Data shown -
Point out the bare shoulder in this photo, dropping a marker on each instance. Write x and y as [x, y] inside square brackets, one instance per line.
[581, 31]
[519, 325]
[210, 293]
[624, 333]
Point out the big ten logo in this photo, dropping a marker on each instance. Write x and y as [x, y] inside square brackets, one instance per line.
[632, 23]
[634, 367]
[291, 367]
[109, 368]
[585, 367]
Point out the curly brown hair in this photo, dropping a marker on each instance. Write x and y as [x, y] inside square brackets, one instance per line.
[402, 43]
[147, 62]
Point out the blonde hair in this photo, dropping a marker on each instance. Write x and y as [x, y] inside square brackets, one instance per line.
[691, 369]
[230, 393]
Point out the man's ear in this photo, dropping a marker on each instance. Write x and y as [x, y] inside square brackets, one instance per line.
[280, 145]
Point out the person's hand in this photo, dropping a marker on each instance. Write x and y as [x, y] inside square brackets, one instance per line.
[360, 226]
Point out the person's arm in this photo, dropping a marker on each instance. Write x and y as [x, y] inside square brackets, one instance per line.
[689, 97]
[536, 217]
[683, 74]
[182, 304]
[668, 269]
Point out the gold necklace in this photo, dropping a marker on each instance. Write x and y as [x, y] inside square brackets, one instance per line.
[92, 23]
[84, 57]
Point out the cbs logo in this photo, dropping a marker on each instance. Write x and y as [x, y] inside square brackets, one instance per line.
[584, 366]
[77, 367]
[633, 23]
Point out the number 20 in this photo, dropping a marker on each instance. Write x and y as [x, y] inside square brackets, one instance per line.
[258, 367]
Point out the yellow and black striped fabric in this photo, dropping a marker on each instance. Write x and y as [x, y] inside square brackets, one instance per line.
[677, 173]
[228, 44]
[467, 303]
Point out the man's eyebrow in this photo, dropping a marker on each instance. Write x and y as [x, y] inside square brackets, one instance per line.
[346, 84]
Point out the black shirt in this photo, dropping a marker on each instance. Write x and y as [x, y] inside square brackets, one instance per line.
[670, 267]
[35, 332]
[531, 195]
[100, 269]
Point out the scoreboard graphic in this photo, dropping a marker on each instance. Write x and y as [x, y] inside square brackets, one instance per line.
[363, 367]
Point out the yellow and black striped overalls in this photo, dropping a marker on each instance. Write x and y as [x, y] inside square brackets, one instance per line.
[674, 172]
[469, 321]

Goal -
Render the data above as a numbered list, one item per line, leaving out any blank lines.

Solved problem -
1. Point out the bare shoulder in this photo, dropping a marker on each instance. Write x and y as [x, y] inside square brackets, one instance per line.
2. [581, 31]
3. [519, 325]
4. [210, 293]
5. [624, 333]
6. Point out the big ten logo in this photo, dropping a marker on each instance. Write x and y as [x, y] inside square brackets, one instance per line.
7. [632, 23]
8. [634, 367]
9. [291, 367]
10. [109, 368]
11. [585, 367]
12. Point out the curly brown hair in this photo, dropping a marker on each instance. Write x and y as [x, y] inside square brackets, one instance per line.
13. [402, 43]
14. [147, 62]
15. Point out the blonde hair in this photo, dropping a marker on each instance. Write x and y as [x, y] inside square brackets, one instance per line.
16. [691, 369]
17. [230, 393]
18. Point out the man's ear in this photo, dropping a marker on each instance. Write x and y as [x, y] inside square brackets, one instance per line.
19. [280, 145]
20. Point out the person's hand in this photo, dropping a marker on each instance. Write x and y as [x, y] inside square brackets, one instance per line.
21. [360, 226]
22. Point out the person's arm in this photo, dropping a marker on each instance. Write x and y as [x, y] inside square brackets, one instance per line.
23. [689, 97]
24. [536, 217]
25. [683, 74]
26. [182, 304]
27. [668, 269]
28. Point out the gold necklace in this photo, dropping a marker on each instance. Write x and y as [x, y] inside square brackets, one instance per line.
29. [92, 23]
30. [84, 57]
31. Point out the cbs logo in this photo, dropping a marker on each instance. Write x and y as [x, y] inside square brackets, one instance per line.
32. [584, 366]
33. [77, 367]
34. [633, 23]
35. Point out the number 20 in this photo, dropping a marker on each instance. Write x and y as [x, y] inside square brackets, one instance per line.
36. [258, 367]
37. Point out the yellow and black striped fabric in this photo, dropping a marker on each instance. Write x and y as [x, y] inside square brackets, one instance per line.
38. [677, 173]
39. [228, 44]
40. [467, 303]
41. Point out the man's eyebrow in this photo, dropping a marker on each instance. Write x and y as [x, y] inside square brackets, one instance per line.
42. [346, 84]
43. Point out the black shirt in this photo, dropping a marker on each instance. Write x and y as [x, y] inside square brackets, one instance per line.
44. [670, 267]
45. [35, 332]
46. [531, 195]
47. [100, 269]
48. Point out the scoreboard graphic in this photo, dropping a marker on each instance. Write x and y as [x, y] inside square brackets, one instance per line.
49. [363, 367]
50. Point out the yellow and black striped overalls in this photo, dropping a marker on each instance. Write x and y as [x, y] inside square brackets, one instance per line.
51. [674, 172]
52. [469, 321]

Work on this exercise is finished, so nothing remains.